## Task objective
Reproduce the section of the Churchill film review that starts with "For a figure" and ends after "forward its point.".

## Given passage
*** Begin section ***
It’s a biographical performance that Albert Finney, Richard Burton and Michael Gambon have all taken on. Here, in Churchill, Sir Winston, named in a 2002 poll as the Greatest Briton of all time, is played with aplomb by Brian Cox. This is however, from the directorial eye of The Railway Man’s Jonathan Teplitzky and the pen of historian Alex von Tunzelmann, a far more destabilising depiction of the icon and well represented caricature. Churchill has both the bull and black dogs of its protagonist’s life at heart but is unfortunately every bit as conflicted and flawed as the man himself.
For a figure who’s symbolic status sent so many to the beaches of northern France it is appropriate that the film opens with Cox’s Churchill adorned by his own armour of suit, hat and pipe, on the sands of southern England. It is an establisher that does, however, set out many of the issues that will snare the film’s progress throughout. As Churchill watches, blood seeps through the water and rolls over the sand along with it. His bowler floats off into the sea with the wind and, directly to the camera, he murmurs ‘I mustn’t let it happen again’. It’s a sequence of images which feel too constructed to be quite as arresting as intended. Too on the nose. Symptomatic, even, of a film too willing to sacrifice feasibility in the course of pressing forward its point.
*** End section ***
## Provided records
*** Begin section ***
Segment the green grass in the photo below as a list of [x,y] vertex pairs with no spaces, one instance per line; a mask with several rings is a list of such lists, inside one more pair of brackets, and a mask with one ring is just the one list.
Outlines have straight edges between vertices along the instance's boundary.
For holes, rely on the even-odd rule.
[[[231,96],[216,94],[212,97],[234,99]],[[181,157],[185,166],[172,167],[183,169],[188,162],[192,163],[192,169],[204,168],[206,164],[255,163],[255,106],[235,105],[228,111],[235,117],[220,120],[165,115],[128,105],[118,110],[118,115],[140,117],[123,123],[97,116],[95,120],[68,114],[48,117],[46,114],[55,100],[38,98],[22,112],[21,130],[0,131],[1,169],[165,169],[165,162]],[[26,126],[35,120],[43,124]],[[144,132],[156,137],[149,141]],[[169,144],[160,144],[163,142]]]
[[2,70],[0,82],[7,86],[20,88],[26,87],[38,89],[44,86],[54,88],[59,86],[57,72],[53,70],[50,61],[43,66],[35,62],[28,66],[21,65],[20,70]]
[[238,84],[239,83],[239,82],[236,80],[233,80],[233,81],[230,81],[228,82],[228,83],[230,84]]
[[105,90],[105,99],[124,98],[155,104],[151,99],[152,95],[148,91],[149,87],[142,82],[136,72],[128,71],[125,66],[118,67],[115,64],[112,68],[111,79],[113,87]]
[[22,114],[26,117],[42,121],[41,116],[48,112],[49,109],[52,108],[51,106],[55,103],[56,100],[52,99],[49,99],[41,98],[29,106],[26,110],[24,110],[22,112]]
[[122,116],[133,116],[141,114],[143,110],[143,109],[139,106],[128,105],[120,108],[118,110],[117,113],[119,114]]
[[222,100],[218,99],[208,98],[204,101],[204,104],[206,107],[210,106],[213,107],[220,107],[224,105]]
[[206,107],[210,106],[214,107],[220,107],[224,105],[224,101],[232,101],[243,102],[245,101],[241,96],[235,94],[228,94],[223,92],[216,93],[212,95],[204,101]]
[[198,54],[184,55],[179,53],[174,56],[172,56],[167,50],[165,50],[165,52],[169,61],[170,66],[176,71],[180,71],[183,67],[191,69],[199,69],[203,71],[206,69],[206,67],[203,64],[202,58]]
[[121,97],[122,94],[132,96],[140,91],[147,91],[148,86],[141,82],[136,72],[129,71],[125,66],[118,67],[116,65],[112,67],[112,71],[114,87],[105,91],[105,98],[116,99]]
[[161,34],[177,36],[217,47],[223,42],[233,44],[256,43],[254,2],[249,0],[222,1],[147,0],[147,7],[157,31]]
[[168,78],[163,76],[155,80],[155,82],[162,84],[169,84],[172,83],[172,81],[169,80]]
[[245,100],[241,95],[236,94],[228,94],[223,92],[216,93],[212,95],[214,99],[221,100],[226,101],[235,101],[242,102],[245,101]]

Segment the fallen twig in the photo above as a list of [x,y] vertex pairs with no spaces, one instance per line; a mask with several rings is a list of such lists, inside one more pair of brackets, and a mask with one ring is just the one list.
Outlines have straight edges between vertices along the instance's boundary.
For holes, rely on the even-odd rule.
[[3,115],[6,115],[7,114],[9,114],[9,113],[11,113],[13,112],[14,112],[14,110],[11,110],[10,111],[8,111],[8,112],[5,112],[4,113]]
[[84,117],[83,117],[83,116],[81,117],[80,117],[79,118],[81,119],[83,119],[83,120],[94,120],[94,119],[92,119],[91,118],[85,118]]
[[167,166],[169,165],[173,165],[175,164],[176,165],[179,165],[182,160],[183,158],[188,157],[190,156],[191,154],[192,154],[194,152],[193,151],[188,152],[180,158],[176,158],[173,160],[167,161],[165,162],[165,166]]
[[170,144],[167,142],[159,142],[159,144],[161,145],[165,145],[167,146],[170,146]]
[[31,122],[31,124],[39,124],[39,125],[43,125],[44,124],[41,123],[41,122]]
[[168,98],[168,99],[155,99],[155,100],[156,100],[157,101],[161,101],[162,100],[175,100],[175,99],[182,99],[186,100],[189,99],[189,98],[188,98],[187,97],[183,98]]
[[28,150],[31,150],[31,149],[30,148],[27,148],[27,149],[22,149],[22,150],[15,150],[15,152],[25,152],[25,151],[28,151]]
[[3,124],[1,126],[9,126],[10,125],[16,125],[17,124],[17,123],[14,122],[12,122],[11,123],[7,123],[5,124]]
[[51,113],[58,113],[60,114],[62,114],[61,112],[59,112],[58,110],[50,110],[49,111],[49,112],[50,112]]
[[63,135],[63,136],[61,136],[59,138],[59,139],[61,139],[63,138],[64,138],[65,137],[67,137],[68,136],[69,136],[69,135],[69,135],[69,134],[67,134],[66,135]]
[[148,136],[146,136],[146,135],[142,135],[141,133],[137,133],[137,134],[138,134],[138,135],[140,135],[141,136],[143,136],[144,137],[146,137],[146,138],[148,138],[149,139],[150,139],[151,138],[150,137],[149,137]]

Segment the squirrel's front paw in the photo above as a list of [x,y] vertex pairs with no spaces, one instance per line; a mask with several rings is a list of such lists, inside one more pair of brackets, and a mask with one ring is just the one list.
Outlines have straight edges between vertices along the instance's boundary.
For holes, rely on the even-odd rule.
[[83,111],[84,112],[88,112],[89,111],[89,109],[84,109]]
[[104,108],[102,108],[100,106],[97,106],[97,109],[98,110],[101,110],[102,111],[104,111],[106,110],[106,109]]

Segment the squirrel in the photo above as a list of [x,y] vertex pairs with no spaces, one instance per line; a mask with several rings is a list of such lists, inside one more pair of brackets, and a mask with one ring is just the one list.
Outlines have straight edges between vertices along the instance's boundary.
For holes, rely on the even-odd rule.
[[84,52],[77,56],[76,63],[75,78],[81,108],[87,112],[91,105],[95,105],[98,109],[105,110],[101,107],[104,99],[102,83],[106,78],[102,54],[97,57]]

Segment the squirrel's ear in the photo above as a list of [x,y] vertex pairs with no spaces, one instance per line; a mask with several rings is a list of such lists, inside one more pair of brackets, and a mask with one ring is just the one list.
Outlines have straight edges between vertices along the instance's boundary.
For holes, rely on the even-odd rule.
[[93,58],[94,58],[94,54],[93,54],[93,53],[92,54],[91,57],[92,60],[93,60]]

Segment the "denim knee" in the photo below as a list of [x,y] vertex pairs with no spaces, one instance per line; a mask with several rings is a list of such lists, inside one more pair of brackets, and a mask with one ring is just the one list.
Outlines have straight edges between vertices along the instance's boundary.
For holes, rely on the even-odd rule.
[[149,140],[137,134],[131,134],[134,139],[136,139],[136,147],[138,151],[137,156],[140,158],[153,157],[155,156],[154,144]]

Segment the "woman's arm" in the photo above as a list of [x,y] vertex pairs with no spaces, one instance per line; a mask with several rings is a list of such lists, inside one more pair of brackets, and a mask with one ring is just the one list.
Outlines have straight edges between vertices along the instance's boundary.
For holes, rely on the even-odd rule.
*** End section ***
## Answer for this exercise
For a figure who’s symbolic status sent so many to the beaches of northern France it is appropriate that the film opens with Cox’s Churchill adorned by his own armour of suit, hat and pipe, on the sands of southern England. It is an establisher that does, however, set out many of the issues that will snare the film’s progress throughout. As Churchill watches, blood seeps through the water and rolls over the sand along with it. His bowler floats off into the sea with the wind and, directly to the camera, he murmurs ‘I mustn’t let it happen again’. It’s a sequence of images which feel too constructed to be quite as arresting as intended. Too on the nose. Symptomatic, even, of a film too willing to sacrifice feasibility in the course of pressing forward its point.